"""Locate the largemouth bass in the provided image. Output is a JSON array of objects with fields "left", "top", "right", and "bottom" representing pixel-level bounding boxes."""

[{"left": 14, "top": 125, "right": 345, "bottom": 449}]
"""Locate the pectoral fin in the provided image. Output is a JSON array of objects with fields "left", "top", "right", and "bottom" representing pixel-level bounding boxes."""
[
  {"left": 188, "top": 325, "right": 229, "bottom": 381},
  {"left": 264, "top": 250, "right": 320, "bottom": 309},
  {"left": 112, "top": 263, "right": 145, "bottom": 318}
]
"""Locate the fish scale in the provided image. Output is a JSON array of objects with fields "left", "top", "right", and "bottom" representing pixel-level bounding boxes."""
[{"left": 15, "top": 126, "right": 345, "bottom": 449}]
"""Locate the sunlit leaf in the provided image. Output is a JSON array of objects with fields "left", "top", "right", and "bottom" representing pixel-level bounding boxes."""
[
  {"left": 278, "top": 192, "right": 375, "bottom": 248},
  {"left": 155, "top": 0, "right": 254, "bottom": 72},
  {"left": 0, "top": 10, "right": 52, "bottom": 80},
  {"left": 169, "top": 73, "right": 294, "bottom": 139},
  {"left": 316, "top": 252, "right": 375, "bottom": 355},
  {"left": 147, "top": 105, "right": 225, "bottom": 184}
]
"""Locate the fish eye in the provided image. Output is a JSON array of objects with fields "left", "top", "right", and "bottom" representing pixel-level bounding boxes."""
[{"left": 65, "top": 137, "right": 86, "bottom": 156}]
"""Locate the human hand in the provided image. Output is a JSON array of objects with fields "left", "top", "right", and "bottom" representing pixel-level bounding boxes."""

━━━━━━━━

Polecenie — Przedstaw w postaci listy numerowanej wiersze materiału od wiersza zawierającego „the sunlit leaf” do ostatniego wiersza materiału, oba włącznie. Puste wiersze pomiń.

Odpowiedź do zadania —
1. """Locate the sunlit leaf in the provided image. Output is a JSON array of objects with fields "left", "top", "right", and "bottom" representing pixel-level bounding boxes."""
2. [
3.   {"left": 278, "top": 192, "right": 375, "bottom": 248},
4.   {"left": 155, "top": 0, "right": 254, "bottom": 72},
5.   {"left": 0, "top": 10, "right": 52, "bottom": 80},
6.   {"left": 169, "top": 73, "right": 294, "bottom": 139},
7.   {"left": 316, "top": 252, "right": 375, "bottom": 355},
8.   {"left": 147, "top": 105, "right": 225, "bottom": 184}
9. ]
10. """Locate the fish eye in the provided image. Output is a JSON array of objects with fields "left", "top", "right", and "bottom" representing pixel-level bounding boxes."""
11. [{"left": 65, "top": 137, "right": 86, "bottom": 156}]
12. """Locate the human hand in the provided image. Output is a JSON array of objects with fields "left", "top", "right", and "bottom" representing pixel-level bounding boxes."""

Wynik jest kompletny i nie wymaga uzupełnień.